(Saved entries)

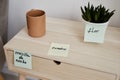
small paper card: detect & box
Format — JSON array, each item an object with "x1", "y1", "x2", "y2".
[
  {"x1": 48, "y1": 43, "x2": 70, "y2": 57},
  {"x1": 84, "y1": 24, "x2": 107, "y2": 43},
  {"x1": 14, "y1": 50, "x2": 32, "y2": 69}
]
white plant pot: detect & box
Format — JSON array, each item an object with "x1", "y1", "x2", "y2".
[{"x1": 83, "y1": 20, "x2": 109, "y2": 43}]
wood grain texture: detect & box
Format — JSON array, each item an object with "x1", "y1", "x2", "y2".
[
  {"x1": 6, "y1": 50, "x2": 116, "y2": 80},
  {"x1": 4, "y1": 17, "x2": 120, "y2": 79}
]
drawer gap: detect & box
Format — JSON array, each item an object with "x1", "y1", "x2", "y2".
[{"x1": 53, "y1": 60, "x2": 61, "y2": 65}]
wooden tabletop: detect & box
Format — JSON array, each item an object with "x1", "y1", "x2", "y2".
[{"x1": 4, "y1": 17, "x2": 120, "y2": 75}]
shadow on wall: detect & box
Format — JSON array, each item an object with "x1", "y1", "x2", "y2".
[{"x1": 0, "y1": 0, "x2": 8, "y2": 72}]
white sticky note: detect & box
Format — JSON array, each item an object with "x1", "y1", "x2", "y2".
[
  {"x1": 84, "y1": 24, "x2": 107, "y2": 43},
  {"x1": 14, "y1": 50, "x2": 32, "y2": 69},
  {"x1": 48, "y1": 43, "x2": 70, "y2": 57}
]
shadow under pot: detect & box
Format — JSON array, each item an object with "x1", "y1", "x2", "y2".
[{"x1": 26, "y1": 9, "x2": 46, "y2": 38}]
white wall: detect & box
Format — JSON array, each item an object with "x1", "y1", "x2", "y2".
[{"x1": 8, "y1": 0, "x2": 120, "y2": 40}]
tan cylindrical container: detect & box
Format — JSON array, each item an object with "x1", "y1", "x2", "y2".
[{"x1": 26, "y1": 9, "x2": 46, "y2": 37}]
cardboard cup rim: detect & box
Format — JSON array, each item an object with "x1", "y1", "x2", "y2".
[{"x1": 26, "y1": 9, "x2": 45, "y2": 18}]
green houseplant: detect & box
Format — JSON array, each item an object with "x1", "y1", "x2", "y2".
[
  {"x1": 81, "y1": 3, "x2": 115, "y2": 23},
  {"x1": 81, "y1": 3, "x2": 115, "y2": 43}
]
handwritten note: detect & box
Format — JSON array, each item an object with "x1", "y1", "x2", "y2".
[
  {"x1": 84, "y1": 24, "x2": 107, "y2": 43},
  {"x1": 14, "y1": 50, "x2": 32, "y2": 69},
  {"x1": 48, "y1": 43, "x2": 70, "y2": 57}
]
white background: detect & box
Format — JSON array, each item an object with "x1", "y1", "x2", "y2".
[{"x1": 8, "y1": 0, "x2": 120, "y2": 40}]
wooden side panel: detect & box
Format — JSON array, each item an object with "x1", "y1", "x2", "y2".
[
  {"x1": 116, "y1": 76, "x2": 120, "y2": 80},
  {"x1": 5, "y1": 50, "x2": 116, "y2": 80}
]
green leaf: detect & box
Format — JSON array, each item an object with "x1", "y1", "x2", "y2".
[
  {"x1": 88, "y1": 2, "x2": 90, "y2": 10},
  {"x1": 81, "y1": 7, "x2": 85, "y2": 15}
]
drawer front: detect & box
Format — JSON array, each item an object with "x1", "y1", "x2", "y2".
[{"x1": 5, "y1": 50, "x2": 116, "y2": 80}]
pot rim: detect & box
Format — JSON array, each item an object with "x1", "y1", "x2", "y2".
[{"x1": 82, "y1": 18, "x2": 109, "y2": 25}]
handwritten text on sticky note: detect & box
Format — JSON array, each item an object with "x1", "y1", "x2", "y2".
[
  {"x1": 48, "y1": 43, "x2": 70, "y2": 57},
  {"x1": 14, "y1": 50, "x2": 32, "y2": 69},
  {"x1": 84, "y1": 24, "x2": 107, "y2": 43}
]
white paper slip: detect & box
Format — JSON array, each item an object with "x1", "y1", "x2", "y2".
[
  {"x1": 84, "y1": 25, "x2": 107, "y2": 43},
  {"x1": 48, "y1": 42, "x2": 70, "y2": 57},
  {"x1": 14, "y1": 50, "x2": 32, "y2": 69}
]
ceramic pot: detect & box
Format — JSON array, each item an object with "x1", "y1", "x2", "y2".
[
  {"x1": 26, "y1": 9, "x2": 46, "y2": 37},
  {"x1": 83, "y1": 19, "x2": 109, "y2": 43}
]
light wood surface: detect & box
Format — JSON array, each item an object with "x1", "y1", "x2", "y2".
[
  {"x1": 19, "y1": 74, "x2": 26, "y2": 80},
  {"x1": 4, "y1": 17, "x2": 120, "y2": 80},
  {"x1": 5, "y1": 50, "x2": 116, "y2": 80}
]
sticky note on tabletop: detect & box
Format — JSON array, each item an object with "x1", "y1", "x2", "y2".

- **Problem to work on**: The answer must be the full set of records, repeated exactly, with no pictures.

- **Answer section**:
small paper card: detect & box
Format — JSON array, each item an object with "x1", "y1", "x2", "y2".
[
  {"x1": 48, "y1": 43, "x2": 70, "y2": 57},
  {"x1": 84, "y1": 24, "x2": 107, "y2": 43},
  {"x1": 14, "y1": 50, "x2": 32, "y2": 69}
]
white plant pot: detect & box
Format — JSON array, each item an object with "x1", "y1", "x2", "y2".
[{"x1": 83, "y1": 20, "x2": 109, "y2": 43}]
wood grain texture: detect & box
Format — JSON array, each item an object with "x1", "y1", "x2", "y2".
[
  {"x1": 6, "y1": 50, "x2": 116, "y2": 80},
  {"x1": 4, "y1": 17, "x2": 120, "y2": 79}
]
drawer gap: detect & box
Format — JSON array, each item an object with "x1", "y1", "x2", "y2".
[{"x1": 53, "y1": 60, "x2": 61, "y2": 65}]
wooden tabletop: detect & box
Format — JSON array, each item an object with "x1", "y1", "x2", "y2".
[{"x1": 4, "y1": 17, "x2": 120, "y2": 75}]
shadow on wall: detect & box
Format — JSON array, each item an object with "x1", "y1", "x2", "y2".
[{"x1": 0, "y1": 0, "x2": 8, "y2": 72}]
white sticky note: detect & box
Format — JSON array, each item an object with "x1", "y1", "x2", "y2".
[
  {"x1": 84, "y1": 24, "x2": 107, "y2": 43},
  {"x1": 14, "y1": 50, "x2": 32, "y2": 69},
  {"x1": 48, "y1": 43, "x2": 70, "y2": 57}
]
shadow under pot: detect & box
Format — JSON array, each item an object with "x1", "y1", "x2", "y2".
[{"x1": 26, "y1": 9, "x2": 46, "y2": 38}]
white wall: detect & box
Format — JSON array, each item an object with "x1", "y1", "x2", "y2".
[{"x1": 8, "y1": 0, "x2": 120, "y2": 40}]
tan cylindrical container: detect & box
Format — JSON array, each item an object with "x1", "y1", "x2", "y2".
[{"x1": 26, "y1": 9, "x2": 46, "y2": 37}]
cardboard cup rim: detect & box
Format — JSON array, each item an object with "x1", "y1", "x2", "y2".
[{"x1": 26, "y1": 9, "x2": 45, "y2": 18}]
green houseplant: detect & box
Format — JSON array, each item an object with "x1", "y1", "x2", "y2".
[
  {"x1": 81, "y1": 3, "x2": 115, "y2": 23},
  {"x1": 81, "y1": 3, "x2": 115, "y2": 43}
]
handwritten note: detect & box
Format — JSON array, each item an object with "x1", "y1", "x2", "y2".
[
  {"x1": 84, "y1": 24, "x2": 107, "y2": 43},
  {"x1": 14, "y1": 50, "x2": 32, "y2": 69},
  {"x1": 48, "y1": 43, "x2": 70, "y2": 57}
]
white background: detect & box
Format — JSON array, each item an object with "x1", "y1", "x2", "y2".
[{"x1": 8, "y1": 0, "x2": 120, "y2": 40}]
wooden side panel: detect & box
Format — JSON array, each item an object with "x1", "y1", "x2", "y2".
[
  {"x1": 116, "y1": 76, "x2": 120, "y2": 80},
  {"x1": 5, "y1": 50, "x2": 116, "y2": 80}
]
green leaf: detect & box
Format — JSON array, each item an object with "x1", "y1", "x2", "y2".
[
  {"x1": 88, "y1": 2, "x2": 90, "y2": 10},
  {"x1": 81, "y1": 7, "x2": 85, "y2": 15}
]
drawer front: detect & box
Format — JSON array, each item an object with "x1", "y1", "x2", "y2".
[{"x1": 5, "y1": 50, "x2": 116, "y2": 80}]
pot rim: detect & box
Format — JSON array, each item an object with "x1", "y1", "x2", "y2".
[{"x1": 82, "y1": 18, "x2": 109, "y2": 25}]
handwritten text on sticky note: detect & box
Format — JSON array, each item an object with "x1", "y1", "x2", "y2".
[
  {"x1": 48, "y1": 43, "x2": 70, "y2": 57},
  {"x1": 14, "y1": 50, "x2": 32, "y2": 69},
  {"x1": 84, "y1": 24, "x2": 107, "y2": 43}
]
white paper slip: detect & box
Format — JSON array, each item an object with "x1", "y1", "x2", "y2".
[
  {"x1": 84, "y1": 25, "x2": 107, "y2": 43},
  {"x1": 48, "y1": 42, "x2": 70, "y2": 57},
  {"x1": 14, "y1": 50, "x2": 32, "y2": 69}
]
ceramic pot: detect & box
Format — JSON array, each item an object with "x1", "y1", "x2", "y2".
[
  {"x1": 26, "y1": 9, "x2": 46, "y2": 37},
  {"x1": 83, "y1": 19, "x2": 109, "y2": 43}
]
light wood surface: detect & box
Format — JSON array, each item an object with "x1", "y1", "x2", "y2".
[
  {"x1": 19, "y1": 74, "x2": 26, "y2": 80},
  {"x1": 4, "y1": 17, "x2": 120, "y2": 80},
  {"x1": 5, "y1": 50, "x2": 116, "y2": 80}
]
sticky note on tabletop: detect & box
Format — JSON array, each item an object with "x1", "y1", "x2", "y2".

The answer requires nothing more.